Written task:
Can you put every line of the data below into a Markdown table, with a Row column holding the line number and a Text column holding the line, leaving out any blank lines?

Dataset records:
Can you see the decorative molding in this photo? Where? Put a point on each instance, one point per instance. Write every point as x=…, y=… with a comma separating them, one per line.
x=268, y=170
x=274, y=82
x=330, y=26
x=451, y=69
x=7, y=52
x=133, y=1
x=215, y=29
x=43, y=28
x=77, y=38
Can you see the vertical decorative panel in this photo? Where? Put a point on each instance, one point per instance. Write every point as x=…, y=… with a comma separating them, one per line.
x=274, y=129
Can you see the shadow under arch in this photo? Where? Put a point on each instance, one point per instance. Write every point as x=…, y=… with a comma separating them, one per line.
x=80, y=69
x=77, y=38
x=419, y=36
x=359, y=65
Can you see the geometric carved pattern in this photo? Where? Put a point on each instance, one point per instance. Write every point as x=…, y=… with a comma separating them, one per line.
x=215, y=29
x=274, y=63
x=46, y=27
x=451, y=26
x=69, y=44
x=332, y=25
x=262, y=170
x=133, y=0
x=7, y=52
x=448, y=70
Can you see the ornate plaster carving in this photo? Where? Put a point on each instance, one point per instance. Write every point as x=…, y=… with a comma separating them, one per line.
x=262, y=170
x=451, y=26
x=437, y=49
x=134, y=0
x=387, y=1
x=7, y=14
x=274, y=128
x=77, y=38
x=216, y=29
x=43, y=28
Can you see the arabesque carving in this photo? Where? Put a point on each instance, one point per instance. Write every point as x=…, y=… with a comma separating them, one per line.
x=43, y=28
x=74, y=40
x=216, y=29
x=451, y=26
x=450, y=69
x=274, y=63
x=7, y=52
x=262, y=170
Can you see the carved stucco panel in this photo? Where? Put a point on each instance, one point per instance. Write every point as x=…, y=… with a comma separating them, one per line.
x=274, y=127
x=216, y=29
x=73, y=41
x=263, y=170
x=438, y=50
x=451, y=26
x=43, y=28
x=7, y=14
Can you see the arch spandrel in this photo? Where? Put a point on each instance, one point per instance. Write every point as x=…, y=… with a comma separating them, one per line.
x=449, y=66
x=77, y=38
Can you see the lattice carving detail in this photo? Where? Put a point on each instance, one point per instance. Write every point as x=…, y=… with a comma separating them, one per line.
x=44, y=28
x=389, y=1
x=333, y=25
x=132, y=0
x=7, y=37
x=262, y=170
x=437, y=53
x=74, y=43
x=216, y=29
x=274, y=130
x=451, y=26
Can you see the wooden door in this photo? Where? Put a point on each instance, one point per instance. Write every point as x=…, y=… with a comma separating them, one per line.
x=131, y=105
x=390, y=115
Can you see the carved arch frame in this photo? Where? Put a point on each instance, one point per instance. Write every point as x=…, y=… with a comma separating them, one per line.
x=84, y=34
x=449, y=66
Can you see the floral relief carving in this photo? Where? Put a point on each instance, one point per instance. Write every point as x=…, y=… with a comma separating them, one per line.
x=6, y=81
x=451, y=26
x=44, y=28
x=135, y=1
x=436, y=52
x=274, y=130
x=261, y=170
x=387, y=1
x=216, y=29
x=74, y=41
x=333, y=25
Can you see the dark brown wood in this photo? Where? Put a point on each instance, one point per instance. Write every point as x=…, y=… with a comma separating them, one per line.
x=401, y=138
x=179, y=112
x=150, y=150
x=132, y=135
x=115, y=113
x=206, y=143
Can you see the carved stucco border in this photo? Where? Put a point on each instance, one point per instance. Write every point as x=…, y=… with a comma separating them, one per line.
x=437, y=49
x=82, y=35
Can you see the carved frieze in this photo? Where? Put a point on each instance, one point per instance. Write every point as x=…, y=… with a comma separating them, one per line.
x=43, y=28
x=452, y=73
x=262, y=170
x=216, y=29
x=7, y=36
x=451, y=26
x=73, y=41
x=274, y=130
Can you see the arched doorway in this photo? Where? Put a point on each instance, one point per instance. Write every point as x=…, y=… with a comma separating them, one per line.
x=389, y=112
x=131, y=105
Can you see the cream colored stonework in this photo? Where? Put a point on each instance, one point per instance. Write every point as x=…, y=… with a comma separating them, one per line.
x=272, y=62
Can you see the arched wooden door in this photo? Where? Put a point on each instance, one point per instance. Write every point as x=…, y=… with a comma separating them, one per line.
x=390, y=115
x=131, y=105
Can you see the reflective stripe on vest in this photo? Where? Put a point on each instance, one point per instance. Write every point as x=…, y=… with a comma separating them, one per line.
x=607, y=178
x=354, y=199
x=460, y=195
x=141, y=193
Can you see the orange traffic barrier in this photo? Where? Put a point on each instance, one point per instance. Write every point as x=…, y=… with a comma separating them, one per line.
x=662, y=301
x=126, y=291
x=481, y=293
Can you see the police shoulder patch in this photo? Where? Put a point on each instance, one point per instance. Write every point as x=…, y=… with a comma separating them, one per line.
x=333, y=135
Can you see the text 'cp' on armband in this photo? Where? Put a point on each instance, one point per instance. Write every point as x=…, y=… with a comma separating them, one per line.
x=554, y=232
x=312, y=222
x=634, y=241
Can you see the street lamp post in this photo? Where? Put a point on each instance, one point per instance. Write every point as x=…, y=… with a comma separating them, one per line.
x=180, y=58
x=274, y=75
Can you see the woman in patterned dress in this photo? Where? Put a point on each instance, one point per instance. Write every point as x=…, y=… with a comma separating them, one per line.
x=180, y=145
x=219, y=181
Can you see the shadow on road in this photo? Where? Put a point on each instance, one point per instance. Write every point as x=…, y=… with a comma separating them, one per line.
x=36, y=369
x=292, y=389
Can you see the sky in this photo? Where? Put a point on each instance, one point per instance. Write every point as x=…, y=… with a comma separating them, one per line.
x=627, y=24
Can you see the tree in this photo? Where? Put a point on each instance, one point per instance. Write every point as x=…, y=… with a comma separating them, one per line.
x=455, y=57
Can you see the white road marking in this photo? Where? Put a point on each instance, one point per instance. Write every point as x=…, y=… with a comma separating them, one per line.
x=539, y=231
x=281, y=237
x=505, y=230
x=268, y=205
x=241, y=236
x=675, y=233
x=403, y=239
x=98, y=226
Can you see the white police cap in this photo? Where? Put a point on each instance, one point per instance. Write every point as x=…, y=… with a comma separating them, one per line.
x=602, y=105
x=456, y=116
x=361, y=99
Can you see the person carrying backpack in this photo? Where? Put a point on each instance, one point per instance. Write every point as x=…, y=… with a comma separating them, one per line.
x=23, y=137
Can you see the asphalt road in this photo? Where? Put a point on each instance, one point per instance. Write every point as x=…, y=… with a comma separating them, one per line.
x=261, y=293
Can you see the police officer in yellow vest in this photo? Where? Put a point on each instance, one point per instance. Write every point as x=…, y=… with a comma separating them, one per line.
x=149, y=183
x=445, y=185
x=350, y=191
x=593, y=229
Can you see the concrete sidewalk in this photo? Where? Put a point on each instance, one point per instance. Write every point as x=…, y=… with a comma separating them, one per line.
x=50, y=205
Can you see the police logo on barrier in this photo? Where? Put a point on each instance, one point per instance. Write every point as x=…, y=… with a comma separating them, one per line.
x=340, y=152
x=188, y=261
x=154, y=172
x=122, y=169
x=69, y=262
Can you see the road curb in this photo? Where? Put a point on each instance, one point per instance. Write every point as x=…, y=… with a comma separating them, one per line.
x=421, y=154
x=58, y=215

Complete output:
| Row | Text |
|---|---|
| 1 | Can you see the decorative molding in this photo? Where? Put a point on each instance, one point per instance. Write every point as x=…, y=… with a comma separating them, one per line. |
| 2 | x=268, y=170 |
| 3 | x=274, y=82 |
| 4 | x=330, y=26 |
| 5 | x=451, y=69 |
| 6 | x=7, y=52 |
| 7 | x=133, y=1 |
| 8 | x=215, y=29 |
| 9 | x=43, y=28 |
| 10 | x=77, y=38 |
| 11 | Can you see the vertical decorative panel in this photo? Where? Put a point on each instance, one point per instance. Write every point as x=…, y=… with a comma separating them, one per line. |
| 12 | x=274, y=129 |
| 13 | Can you see the shadow under arch in this photo? Where? Put a point on each instance, one point per instance. Write every point as x=…, y=… with a comma separating them, one per line. |
| 14 | x=80, y=69 |
| 15 | x=77, y=38 |
| 16 | x=419, y=36 |
| 17 | x=359, y=65 |
| 18 | Can you see the geometric carved pattern in this photo? Where? Put a point on each instance, one point per instance. Write every point as x=…, y=… with a comma separating them, one per line. |
| 19 | x=215, y=29 |
| 20 | x=274, y=63 |
| 21 | x=46, y=27 |
| 22 | x=451, y=26 |
| 23 | x=69, y=44 |
| 24 | x=332, y=25 |
| 25 | x=262, y=170 |
| 26 | x=133, y=0 |
| 27 | x=7, y=52 |
| 28 | x=448, y=70 |
| 29 | Can you see the ornate plaster carving in this photo? Where? Put a point on each instance, one point per instance. Write every point as x=…, y=… with a comma separating them, one per line. |
| 30 | x=262, y=170 |
| 31 | x=451, y=26 |
| 32 | x=437, y=49 |
| 33 | x=134, y=0 |
| 34 | x=387, y=1 |
| 35 | x=7, y=14 |
| 36 | x=274, y=128 |
| 37 | x=77, y=38 |
| 38 | x=216, y=29 |
| 39 | x=43, y=28 |
| 40 | Can you see the arabesque carving in this photo? Where? Put a point on each instance, one point per instance. Write every point as x=…, y=… with a comma separating them, one per line. |
| 41 | x=43, y=28 |
| 42 | x=74, y=40 |
| 43 | x=216, y=29 |
| 44 | x=451, y=26 |
| 45 | x=450, y=69 |
| 46 | x=274, y=63 |
| 47 | x=7, y=52 |
| 48 | x=262, y=170 |
| 49 | Can you see the carved stucco panel in this photo? Where? Put a point on each instance, one point per instance. Write every point as x=…, y=… with a comma separating them, one per line. |
| 50 | x=274, y=127 |
| 51 | x=216, y=29 |
| 52 | x=73, y=41 |
| 53 | x=263, y=170 |
| 54 | x=438, y=50 |
| 55 | x=451, y=26 |
| 56 | x=43, y=28 |
| 57 | x=7, y=14 |
| 58 | Can you see the arch spandrel in this photo? Where? Put a point on each instance, one point per instance. Write every point as x=…, y=… with a comma separating them, one per line. |
| 59 | x=449, y=66 |
| 60 | x=77, y=38 |
| 61 | Can you see the lattice carving detail in this photo? Where? Put a point on each instance, one point per instance. Write every point as x=…, y=… with a comma separating them, one per line. |
| 62 | x=44, y=28 |
| 63 | x=389, y=1 |
| 64 | x=333, y=25 |
| 65 | x=132, y=0 |
| 66 | x=7, y=37 |
| 67 | x=262, y=170 |
| 68 | x=437, y=53 |
| 69 | x=74, y=43 |
| 70 | x=216, y=29 |
| 71 | x=274, y=130 |
| 72 | x=451, y=26 |
| 73 | Can you see the wooden door in this photo? Where? Put a point on each instance, one point per instance. Write every point as x=…, y=… with a comma separating them, one per line. |
| 74 | x=131, y=105 |
| 75 | x=390, y=115 |
| 76 | Can you see the carved arch frame in this photo? Where? Put a point on each instance, one point per instance. Write every point as x=…, y=… with a comma separating them, one per line. |
| 77 | x=84, y=34 |
| 78 | x=449, y=66 |
| 79 | Can you see the floral relief carving in this photo? Where? Put a point on each instance, one point per instance. Write every point as x=…, y=… with a comma separating them, one per line. |
| 80 | x=6, y=81 |
| 81 | x=451, y=26 |
| 82 | x=44, y=28 |
| 83 | x=135, y=1 |
| 84 | x=436, y=52 |
| 85 | x=274, y=130 |
| 86 | x=261, y=170 |
| 87 | x=387, y=1 |
| 88 | x=216, y=29 |
| 89 | x=74, y=41 |
| 90 | x=333, y=25 |
| 91 | Can you see the dark brown wood in this photo? Where? Put a point on each instance, one point per instance. Write every point as x=…, y=… with a comma separating them, one per line. |
| 92 | x=401, y=138 |
| 93 | x=179, y=112 |
| 94 | x=150, y=150 |
| 95 | x=132, y=135 |
| 96 | x=115, y=113 |
| 97 | x=206, y=143 |
| 98 | Can you see the carved stucco border in this photo? Where? Put a point on each instance, one point per instance. Write every point as x=…, y=… with a comma separating them, one per line. |
| 99 | x=437, y=49 |
| 100 | x=82, y=35 |
| 101 | Can you see the carved frieze in this photo? Where? Put a point on each instance, one point per instance. Write every point as x=…, y=… with a comma separating them, one per line. |
| 102 | x=43, y=28 |
| 103 | x=452, y=73 |
| 104 | x=262, y=170 |
| 105 | x=216, y=29 |
| 106 | x=7, y=36 |
| 107 | x=451, y=26 |
| 108 | x=73, y=41 |
| 109 | x=274, y=130 |
| 110 | Can you see the arched doorway in this photo? Where? Put a point on each instance, one point per instance. Write every point as x=…, y=… with a comma separating them, one per line. |
| 111 | x=389, y=112 |
| 112 | x=131, y=105 |
| 113 | Can you see the cream colored stonework in this photo? Where? Put a point on each instance, one point per instance. Write every point as x=…, y=… with a comma separating them, one per line. |
| 114 | x=272, y=62 |
| 115 | Can you see the arched wooden door in this photo? Where? Put a point on each instance, one point per instance. Write every point as x=…, y=… with a comma separating them, one per line. |
| 116 | x=390, y=115 |
| 117 | x=131, y=105 |
| 118 | Can you see the reflective stripe on vest in this photo? Where? Put a point on each instance, one point per instance. Write every point as x=…, y=… with a comma separating them, one per line. |
| 119 | x=607, y=178 |
| 120 | x=354, y=199 |
| 121 | x=460, y=195 |
| 122 | x=141, y=193 |
| 123 | Can you see the orange traffic barrier in this photo? Where? Put a point on each instance, one point per instance. Write every point as x=…, y=… with a comma separating them, one per line. |
| 124 | x=662, y=301 |
| 125 | x=126, y=291 |
| 126 | x=481, y=293 |
| 127 | Can you see the police shoulder patch in this photo? Where? Put a point on each instance, one point per instance. Write every point as x=…, y=… with a comma separating them, one per line. |
| 128 | x=333, y=135 |
| 129 | Can you see the text 'cp' on armband in this photo? Where? Put a point on each instance, one point per instance. Write every point as x=…, y=… with a comma separating them, one per line. |
| 130 | x=554, y=232 |
| 131 | x=312, y=222 |
| 132 | x=634, y=241 |
| 133 | Can you see the street lamp post in this photo? Where? Put a point on each instance, one point per instance. Write every point as x=…, y=… with a comma separating them, one per line. |
| 134 | x=180, y=58 |
| 135 | x=274, y=75 |
| 136 | Can you see the woman in patterned dress in this photo? Where? Put a point on each instance, one point per instance. Write every point as x=…, y=… with a comma separating them, one per line. |
| 137 | x=180, y=145 |
| 138 | x=219, y=181 |
| 139 | Can you see the shadow on road in this photo? Where? Put a point on each instance, one point per instance. Write every point as x=…, y=… with a comma separating them, one per line. |
| 140 | x=36, y=369 |
| 141 | x=292, y=389 |
| 142 | Can you see the sky in this photo? Where? Put a point on each instance, one point per instance. Write every point as x=…, y=… with a comma separating them, one per line. |
| 143 | x=627, y=24 |
| 144 | Can you see the tree in this photo? Where? Put a point on each instance, one point per instance. Write every point as x=…, y=… with a comma separating them, one per line. |
| 145 | x=455, y=57 |
| 146 | Can you see the white road marking in this photo? Where? Put a point on each instance, one point per instance. Write every point as x=…, y=… with a comma separating them, one per line. |
| 147 | x=539, y=231 |
| 148 | x=281, y=237 |
| 149 | x=505, y=230 |
| 150 | x=268, y=205 |
| 151 | x=241, y=236 |
| 152 | x=675, y=233 |
| 153 | x=403, y=239 |
| 154 | x=98, y=226 |
| 155 | Can you see the white police cap in this photo? Where? Put a point on each instance, one point per instance. Write every point as x=…, y=… with a comma separating them, one per line. |
| 156 | x=602, y=105 |
| 157 | x=456, y=116 |
| 158 | x=361, y=99 |
| 159 | Can you see the person carrying backpack in this photo? Where? Put a point on each instance, one point per instance. Write every point as x=…, y=… with a comma separating them, one per line. |
| 160 | x=23, y=137 |
| 161 | Can you see the asphalt road in this photo? Where? Put a point on each instance, one point per instance. Write every point as x=…, y=… with a comma separating them, one per line. |
| 162 | x=261, y=293 |
| 163 | Can you see the police officer in yellow vest in this photo? Where? Put a point on each instance, one point per instance. Write every point as x=…, y=… with a comma separating them, one per line. |
| 164 | x=149, y=183 |
| 165 | x=445, y=185 |
| 166 | x=350, y=191 |
| 167 | x=593, y=229 |
| 168 | Can you see the concrete sidewalk in this photo? Where? Put a point on each instance, one point per instance. Write every point as x=…, y=… with a comma separating them, one per line. |
| 169 | x=50, y=205 |
| 170 | Can you see the police logo on barrier in this photo? Where? Put a point on each instance, one point per instance. Write every point as x=…, y=… with a comma separating them, one per line. |
| 171 | x=340, y=152 |
| 172 | x=188, y=261 |
| 173 | x=154, y=172 |
| 174 | x=122, y=169 |
| 175 | x=69, y=262 |
| 176 | Can you see the road curb in this photo? Where? Put a point on each instance, one point per instance. Write every point as x=…, y=… with a comma separating them, one per line. |
| 177 | x=421, y=154 |
| 178 | x=58, y=215 |